Geben Sie aus dem Textauszug über das Spiel des VfL gegen Hertha die Stelle von „Die Wolfsburger haderten“ bis einschließlich „Großchancen genutzt hätte.“ wortgetreu wieder.

## [Textauszug]
+++

Der VfL, gerade noch stolzer Champions-League-Teilnehmer, spielt gegen den Abstieg, und je stärker man betont, dass so ein hochqualifizierter Kader mit einem Abstieg nichts zu tun haben dürfte, desto wahrscheinlicher wird er.

Die Wolfsburger haderten mit einem nicht gegebenen Strafstoß, die Herthaner mit einem zurückgepfiffenen Kopfballtor, aber in der Summe hätte der VfL das Spiel gegen die über weite Strecken noch mauere Hertha gewinnen müssen. Wenn er seine Großchancen genutzt hätte.

+++

## [Vorgegebene Angaben]
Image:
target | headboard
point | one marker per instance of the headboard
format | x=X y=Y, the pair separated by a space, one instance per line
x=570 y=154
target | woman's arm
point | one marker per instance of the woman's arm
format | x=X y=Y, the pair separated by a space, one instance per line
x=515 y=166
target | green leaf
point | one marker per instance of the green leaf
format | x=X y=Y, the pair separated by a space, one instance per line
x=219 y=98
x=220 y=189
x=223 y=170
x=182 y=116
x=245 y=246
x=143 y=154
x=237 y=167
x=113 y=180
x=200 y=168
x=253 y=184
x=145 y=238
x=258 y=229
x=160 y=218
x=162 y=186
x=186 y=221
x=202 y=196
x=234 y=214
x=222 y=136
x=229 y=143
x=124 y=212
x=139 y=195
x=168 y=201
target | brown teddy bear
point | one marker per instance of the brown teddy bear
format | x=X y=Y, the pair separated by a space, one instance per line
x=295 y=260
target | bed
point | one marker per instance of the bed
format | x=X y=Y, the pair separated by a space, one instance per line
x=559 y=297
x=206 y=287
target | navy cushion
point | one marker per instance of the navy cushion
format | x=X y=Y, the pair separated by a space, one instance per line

+++

## [Ihre Antwort]
Die Wolfsburger haderten mit einem nicht gegebenen Strafstoß, die Herthaner mit einem zurückgepfiffenen Kopfballtor, aber in der Summe hätte der VfL das Spiel gegen die über weite Strecken noch mauere Hertha gewinnen müssen. Wenn er seine Großchancen genutzt hätte.